__Stored records__
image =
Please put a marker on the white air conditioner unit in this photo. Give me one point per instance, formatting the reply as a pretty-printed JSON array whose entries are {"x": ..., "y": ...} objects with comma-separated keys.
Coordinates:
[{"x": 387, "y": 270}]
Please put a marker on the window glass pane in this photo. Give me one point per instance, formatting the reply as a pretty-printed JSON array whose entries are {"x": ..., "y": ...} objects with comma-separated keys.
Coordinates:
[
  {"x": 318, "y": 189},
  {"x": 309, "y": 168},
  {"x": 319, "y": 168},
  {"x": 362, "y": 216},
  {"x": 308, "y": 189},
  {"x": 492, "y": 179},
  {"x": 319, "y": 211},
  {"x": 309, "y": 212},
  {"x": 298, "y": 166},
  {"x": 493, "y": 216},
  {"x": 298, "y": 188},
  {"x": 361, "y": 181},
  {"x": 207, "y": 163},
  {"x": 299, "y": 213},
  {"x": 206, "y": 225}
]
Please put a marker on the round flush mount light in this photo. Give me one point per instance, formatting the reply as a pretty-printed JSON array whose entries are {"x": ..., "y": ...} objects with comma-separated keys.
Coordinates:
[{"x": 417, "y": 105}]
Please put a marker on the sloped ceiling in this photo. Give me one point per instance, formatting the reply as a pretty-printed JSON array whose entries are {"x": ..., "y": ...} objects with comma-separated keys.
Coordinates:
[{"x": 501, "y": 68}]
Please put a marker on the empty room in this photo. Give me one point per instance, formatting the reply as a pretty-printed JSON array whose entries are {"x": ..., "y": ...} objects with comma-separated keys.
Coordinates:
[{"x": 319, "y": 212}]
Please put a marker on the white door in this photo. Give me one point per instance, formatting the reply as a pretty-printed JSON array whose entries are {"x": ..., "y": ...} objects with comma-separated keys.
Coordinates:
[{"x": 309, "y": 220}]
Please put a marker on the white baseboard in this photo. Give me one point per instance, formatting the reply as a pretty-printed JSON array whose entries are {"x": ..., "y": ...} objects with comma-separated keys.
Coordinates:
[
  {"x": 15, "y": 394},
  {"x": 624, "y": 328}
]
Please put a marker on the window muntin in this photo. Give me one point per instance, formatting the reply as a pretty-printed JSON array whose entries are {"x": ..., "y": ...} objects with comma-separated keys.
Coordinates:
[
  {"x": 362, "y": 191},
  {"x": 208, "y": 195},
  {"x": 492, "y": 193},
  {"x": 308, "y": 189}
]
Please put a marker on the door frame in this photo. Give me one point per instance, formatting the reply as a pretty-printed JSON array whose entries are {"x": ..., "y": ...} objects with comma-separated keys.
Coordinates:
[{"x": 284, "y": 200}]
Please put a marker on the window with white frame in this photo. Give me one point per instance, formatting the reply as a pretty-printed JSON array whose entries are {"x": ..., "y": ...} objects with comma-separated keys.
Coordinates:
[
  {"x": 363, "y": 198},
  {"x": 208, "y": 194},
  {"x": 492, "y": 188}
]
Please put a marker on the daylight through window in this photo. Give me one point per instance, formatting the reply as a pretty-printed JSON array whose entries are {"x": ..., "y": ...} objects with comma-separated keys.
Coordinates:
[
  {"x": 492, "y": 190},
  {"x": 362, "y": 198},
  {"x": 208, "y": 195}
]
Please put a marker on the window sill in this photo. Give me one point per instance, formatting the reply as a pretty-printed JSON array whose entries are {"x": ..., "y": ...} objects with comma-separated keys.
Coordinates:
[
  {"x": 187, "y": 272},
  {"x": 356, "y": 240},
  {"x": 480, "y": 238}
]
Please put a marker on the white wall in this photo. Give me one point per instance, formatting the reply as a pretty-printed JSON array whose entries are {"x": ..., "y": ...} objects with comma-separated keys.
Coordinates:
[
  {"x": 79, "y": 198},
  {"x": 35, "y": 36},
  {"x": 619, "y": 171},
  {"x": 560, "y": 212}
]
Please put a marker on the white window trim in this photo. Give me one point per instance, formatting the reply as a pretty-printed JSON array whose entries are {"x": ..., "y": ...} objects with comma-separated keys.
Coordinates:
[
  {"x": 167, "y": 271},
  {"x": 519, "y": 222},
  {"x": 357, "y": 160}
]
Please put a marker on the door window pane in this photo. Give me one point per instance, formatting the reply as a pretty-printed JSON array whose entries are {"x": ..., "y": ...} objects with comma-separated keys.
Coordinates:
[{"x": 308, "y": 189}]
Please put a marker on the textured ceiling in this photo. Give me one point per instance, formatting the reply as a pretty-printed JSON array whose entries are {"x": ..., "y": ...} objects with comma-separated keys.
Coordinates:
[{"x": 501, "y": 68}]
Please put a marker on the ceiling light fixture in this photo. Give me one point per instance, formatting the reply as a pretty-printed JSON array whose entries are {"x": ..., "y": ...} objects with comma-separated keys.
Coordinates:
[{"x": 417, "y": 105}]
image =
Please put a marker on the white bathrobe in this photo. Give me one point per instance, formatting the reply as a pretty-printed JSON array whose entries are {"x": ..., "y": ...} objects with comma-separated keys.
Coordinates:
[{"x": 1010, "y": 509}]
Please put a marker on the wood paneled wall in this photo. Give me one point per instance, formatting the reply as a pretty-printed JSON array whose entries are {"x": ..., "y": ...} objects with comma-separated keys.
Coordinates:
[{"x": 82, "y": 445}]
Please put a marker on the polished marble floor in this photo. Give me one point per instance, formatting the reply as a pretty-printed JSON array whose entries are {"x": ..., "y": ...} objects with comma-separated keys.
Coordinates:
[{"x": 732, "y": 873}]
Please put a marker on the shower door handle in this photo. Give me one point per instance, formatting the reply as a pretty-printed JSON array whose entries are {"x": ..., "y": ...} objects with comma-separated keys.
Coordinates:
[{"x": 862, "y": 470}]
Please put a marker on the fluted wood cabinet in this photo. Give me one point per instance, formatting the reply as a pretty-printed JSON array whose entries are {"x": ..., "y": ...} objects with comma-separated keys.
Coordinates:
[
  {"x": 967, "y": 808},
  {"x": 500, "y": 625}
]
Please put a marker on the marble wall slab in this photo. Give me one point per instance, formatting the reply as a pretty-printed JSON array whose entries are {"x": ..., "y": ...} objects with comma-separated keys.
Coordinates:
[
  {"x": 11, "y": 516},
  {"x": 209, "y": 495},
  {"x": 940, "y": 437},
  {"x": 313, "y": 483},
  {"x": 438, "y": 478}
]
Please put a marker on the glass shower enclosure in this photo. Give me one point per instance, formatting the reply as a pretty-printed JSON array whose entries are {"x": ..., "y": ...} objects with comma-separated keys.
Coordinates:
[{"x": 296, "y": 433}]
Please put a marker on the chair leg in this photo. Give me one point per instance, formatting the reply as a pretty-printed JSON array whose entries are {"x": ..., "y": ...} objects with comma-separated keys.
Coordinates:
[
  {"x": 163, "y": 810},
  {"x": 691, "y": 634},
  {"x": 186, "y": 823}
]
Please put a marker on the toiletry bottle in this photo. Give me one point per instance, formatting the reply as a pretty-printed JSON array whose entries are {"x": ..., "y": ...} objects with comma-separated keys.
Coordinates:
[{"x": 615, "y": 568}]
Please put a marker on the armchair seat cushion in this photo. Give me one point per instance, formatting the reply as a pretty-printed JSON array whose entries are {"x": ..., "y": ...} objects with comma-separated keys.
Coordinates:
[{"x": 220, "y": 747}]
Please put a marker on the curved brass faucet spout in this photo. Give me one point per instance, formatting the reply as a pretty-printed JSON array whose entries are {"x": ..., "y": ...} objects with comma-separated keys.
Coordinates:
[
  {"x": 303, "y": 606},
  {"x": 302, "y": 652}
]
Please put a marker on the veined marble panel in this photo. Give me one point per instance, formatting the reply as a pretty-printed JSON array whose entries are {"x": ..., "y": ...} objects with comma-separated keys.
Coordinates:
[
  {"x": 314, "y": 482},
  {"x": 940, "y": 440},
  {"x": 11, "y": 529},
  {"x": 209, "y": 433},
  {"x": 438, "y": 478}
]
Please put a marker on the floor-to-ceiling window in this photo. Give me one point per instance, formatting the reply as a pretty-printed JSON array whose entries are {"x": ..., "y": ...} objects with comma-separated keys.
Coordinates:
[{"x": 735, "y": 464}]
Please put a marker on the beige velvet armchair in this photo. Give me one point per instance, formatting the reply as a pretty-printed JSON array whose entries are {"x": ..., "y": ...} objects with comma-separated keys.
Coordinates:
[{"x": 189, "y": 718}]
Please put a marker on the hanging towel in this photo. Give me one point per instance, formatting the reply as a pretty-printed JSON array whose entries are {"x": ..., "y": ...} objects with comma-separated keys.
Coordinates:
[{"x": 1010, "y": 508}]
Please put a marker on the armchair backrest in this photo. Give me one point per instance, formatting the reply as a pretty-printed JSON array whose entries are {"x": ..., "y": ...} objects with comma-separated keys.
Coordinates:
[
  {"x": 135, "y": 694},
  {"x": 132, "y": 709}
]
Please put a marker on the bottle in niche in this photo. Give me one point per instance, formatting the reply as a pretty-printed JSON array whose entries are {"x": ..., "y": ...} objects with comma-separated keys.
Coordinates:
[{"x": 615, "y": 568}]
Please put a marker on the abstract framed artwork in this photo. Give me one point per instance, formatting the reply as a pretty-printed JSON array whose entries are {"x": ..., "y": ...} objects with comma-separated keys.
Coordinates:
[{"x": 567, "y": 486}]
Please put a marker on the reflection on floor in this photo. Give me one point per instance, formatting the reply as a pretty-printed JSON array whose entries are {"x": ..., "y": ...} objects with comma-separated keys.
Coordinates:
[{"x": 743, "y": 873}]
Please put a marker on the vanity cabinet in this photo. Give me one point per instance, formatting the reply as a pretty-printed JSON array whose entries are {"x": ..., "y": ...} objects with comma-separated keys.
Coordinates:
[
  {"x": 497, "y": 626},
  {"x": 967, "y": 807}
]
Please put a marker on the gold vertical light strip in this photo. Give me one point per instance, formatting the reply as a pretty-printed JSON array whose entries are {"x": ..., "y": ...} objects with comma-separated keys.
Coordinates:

__What you need to do__
Beginning at the line that contains "Please put a marker on the abstract", retype each line of the listing up to and including the last one, exactly as it stands, and nothing else.

__Result of the task__
Please put a marker on the abstract framed artwork in this photo. Give me one point per instance, formatting the reply as a pretty-printed JSON array whose entries are {"x": ..., "y": ...} objects with comma-separated keys.
Coordinates:
[{"x": 567, "y": 486}]
Please put a marker on the reflection on floor in this photo. Give me one point per instance, formatting the reply as a pretty-printed JSON array whose entries are {"x": ..., "y": ...} objects with comma-separated keys.
Coordinates:
[{"x": 743, "y": 873}]
Please put a marker on the vanity cabinet in this photo. Give me one point per instance, formatting the reply as a pretty-printed JSON array whose entries are {"x": ..., "y": ...} objects with comma-separated keys.
Coordinates:
[
  {"x": 497, "y": 626},
  {"x": 967, "y": 807}
]
Please put a marker on the gold vertical light strip in this photo. Give me one point per instance, formatting the reply as a pretty-printed JSON array whose entries are {"x": ..., "y": ...} objects with comma-separated keys.
Coordinates:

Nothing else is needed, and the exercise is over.